» **WHAT YOU WILL DO**:
Update the material below by replacing every occurrence of "positive clicks" with "foreground clicks", and reproduce it otherwise unchanged.

» **Saved entries**:
# # # # # # #
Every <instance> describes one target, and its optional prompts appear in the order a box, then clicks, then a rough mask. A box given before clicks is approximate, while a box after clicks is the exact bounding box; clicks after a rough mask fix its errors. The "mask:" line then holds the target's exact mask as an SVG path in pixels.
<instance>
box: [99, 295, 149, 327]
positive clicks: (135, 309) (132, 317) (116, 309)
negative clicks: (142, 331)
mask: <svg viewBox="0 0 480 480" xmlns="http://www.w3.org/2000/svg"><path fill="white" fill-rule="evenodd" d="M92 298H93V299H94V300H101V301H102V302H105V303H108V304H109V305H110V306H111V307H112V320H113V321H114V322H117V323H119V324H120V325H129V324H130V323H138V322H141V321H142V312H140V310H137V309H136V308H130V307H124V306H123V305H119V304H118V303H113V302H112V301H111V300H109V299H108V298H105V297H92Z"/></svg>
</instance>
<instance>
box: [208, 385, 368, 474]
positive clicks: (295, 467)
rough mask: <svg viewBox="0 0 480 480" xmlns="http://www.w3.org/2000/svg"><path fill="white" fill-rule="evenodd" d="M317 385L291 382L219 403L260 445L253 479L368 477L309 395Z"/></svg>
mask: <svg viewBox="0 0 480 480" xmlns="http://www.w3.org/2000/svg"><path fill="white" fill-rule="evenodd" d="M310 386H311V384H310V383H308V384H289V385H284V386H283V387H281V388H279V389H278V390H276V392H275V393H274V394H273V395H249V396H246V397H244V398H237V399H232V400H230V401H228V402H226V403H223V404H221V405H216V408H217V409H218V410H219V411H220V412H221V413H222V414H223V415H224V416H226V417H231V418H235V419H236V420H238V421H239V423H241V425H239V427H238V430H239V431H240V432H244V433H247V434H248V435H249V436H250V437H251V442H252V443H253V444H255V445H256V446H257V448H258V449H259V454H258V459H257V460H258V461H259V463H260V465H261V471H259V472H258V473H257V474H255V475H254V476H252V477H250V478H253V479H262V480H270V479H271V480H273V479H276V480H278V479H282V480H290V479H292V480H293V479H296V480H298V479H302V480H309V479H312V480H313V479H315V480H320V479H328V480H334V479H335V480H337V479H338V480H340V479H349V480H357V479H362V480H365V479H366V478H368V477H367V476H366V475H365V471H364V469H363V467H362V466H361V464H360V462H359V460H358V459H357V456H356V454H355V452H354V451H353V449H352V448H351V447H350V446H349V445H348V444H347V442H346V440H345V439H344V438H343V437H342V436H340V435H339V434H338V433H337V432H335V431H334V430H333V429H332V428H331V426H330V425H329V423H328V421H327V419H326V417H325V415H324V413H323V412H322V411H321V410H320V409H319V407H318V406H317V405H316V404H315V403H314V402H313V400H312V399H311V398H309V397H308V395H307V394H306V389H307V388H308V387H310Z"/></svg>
# # # # # # #
» **YOUR SOLUTION**:
Every <instance> describes one target, and its optional prompts appear in the order a box, then clicks, then a rough mask. A box given before clicks is approximate, while a box after clicks is the exact bounding box; clicks after a rough mask fix its errors. The "mask:" line then holds the target's exact mask as an SVG path in pixels.
<instance>
box: [99, 295, 149, 327]
foreground clicks: (135, 309) (132, 317) (116, 309)
negative clicks: (142, 331)
mask: <svg viewBox="0 0 480 480" xmlns="http://www.w3.org/2000/svg"><path fill="white" fill-rule="evenodd" d="M92 298H93V299H94V300H101V301H102V302H105V303H108V304H109V305H110V306H111V307H112V320H113V321H114V322H117V323H119V324H120V325H129V324H130V323H138V322H141V321H142V312H140V310H137V309H136V308H130V307H124V306H123V305H119V304H118V303H113V302H112V301H111V300H109V299H108V298H105V297H92Z"/></svg>
</instance>
<instance>
box: [208, 385, 368, 474]
foreground clicks: (295, 467)
rough mask: <svg viewBox="0 0 480 480" xmlns="http://www.w3.org/2000/svg"><path fill="white" fill-rule="evenodd" d="M317 385L291 382L219 403L260 445L253 479L368 477L309 395Z"/></svg>
mask: <svg viewBox="0 0 480 480" xmlns="http://www.w3.org/2000/svg"><path fill="white" fill-rule="evenodd" d="M310 386H311V384H310V383H308V384H289V385H284V386H283V387H281V388H279V389H278V390H276V392H275V393H274V394H273V395H249V396H246V397H244V398H237V399H232V400H230V401H228V402H226V403H223V404H221V405H216V408H217V409H218V410H219V411H220V412H221V413H222V414H223V415H224V416H226V417H231V418H235V419H236V420H238V421H239V423H241V425H239V427H238V430H239V431H240V432H244V433H247V434H248V435H249V436H250V437H251V442H252V443H253V444H255V445H256V446H257V448H258V449H259V454H258V459H257V460H258V461H259V463H260V465H261V471H259V472H258V473H257V474H255V475H254V476H252V477H250V478H253V479H262V480H270V479H271V480H273V479H276V480H278V479H282V480H290V479H292V480H293V479H296V480H298V479H302V480H309V479H312V480H313V479H315V480H320V479H328V480H334V479H335V480H337V479H338V480H340V479H349V480H357V479H362V480H365V479H366V478H368V477H367V476H366V475H365V471H364V469H363V467H362V466H361V464H360V462H359V460H358V459H357V456H356V454H355V452H354V451H353V449H352V448H351V447H350V446H349V445H348V444H347V442H346V440H345V439H344V438H343V437H342V436H340V435H339V434H338V433H337V432H335V431H334V430H333V429H332V428H331V426H330V425H329V423H328V421H327V419H326V417H325V415H324V413H323V412H322V411H321V410H320V409H319V407H318V406H317V405H316V404H315V403H314V402H313V400H312V399H311V398H309V397H308V395H307V394H306V389H307V388H308V387H310Z"/></svg>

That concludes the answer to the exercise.